→ Problems to work on:
a – Quote the passage on Obama and Washington politics from "Taking great artistic" up to and including "and the carnival.", word for word.
b – Extend the commentary on Obama's presidency and his falling approval rating, beginning after its final sentence.

→ Excerpted passage:
Taking great artistic liberties, of course, you can draw parallels between the story and reality, replacing the boys with Obama and Biden. The traveling carnival is, quite naturally, the madness that is Washington, D.C. For our purposes, Mr. Dark is the personification of politics, itself. If you’re a Democrat, you’d probably say Mr. Dark is Michael Steele, the chairman of the Republican National Committee. No pun intended on the Mr. Dark reference, Chairman Steele (hee hee). Again from Wikipedia: The novel combines elements of fantasy and horror, analyzing the conflicting natures of good and evil, and on how they come into play between the characters and the carnival.
The day after his inauguration, Obama’s approval rating was a juicy 65% (according to the site Rasmussenreports.com). Problems he inherited from Bush (and to some degree, even Clinton), an ever-raging war in the Middle East, bank failures and bailouts, the implosion of the real estate markets, a frightening collapse of industry, the severe and unbending contraction of economic growth, record unemployment and continued nationwide job losses, and myriad other factors that many would deem my kicking a dead horse, dropped his approval level to 47%, as of October 24.

→ Information provided:
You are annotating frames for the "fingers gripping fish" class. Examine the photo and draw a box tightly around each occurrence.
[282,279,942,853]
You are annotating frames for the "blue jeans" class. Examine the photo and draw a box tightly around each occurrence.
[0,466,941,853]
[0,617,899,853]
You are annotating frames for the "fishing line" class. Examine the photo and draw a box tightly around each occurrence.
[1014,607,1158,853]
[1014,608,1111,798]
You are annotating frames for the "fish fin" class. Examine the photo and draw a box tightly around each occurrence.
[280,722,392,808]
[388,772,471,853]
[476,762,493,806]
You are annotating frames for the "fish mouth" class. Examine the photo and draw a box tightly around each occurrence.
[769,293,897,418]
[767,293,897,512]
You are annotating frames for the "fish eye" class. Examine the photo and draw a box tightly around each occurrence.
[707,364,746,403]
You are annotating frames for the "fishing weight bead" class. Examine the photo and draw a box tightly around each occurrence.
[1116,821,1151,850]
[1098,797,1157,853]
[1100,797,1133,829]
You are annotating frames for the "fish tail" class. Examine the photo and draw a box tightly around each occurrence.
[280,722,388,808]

→ Solved tasks:
a –
Taking great artistic liberties, of course, you can draw parallels between the story and reality, replacing the boys with Obama and Biden. The traveling carnival is, quite naturally, the madness that is Washington, D.C. For our purposes, Mr. Dark is the personification of politics, itself. If you’re a Democrat, you’d probably say Mr. Dark is Michael Steele, the chairman of the Republican National Committee. No pun intended on the Mr. Dark reference, Chairman Steele (hee hee). Again from Wikipedia: The novel combines elements of fantasy and horror, analyzing the conflicting natures of good and evil, and on how they come into play between the characters and the carnival.

b –
Thanks to 43, we know that 44 has a long way to go before the wheels completely and totally fall off the wagon. Many people are gunning for Obama to make missteps and miscalculations, but for reasons both practical and emotional, this man cannot fail. He just does not have that opportunity. Like his mother and I used to tell our son when he was very young and about to do something bad, “That is not a choice.” As long as the carnival and Mr. Dark are present, they are allowed to operate in the same status quo (some would say quid pro quo) manner, and bipartisanship is used more in sound bites than in constructing true and lasting change for Americans, the chance remains that he will err, and in dramatic fashion. Either by his doing, or at the hand of others.
The president of the United States has been given an incredible, once-in-a-lifetime opportunity by the citizens of the country he has been charged with helping to govern. Obama has an obligation to do whatever is necessary to safeguard our rights as Americans here at home. He must balance our responsibilities to allies around the globe while strengthening weakened relationships, a weakened dollar, and a weakened sense of America as the last remaining Super Power on the planet. And among the many items on his agenda, he has to operate under the unfathomable pressure of carrying the hopes and dreams and delusions of grandeur of minorities and Democrats and the left-leaning Republicans, like myself, who installed him in the Oval Office.
A Change We Can Believe In had better damn well be on the horizon. Because we all know what comes after 44.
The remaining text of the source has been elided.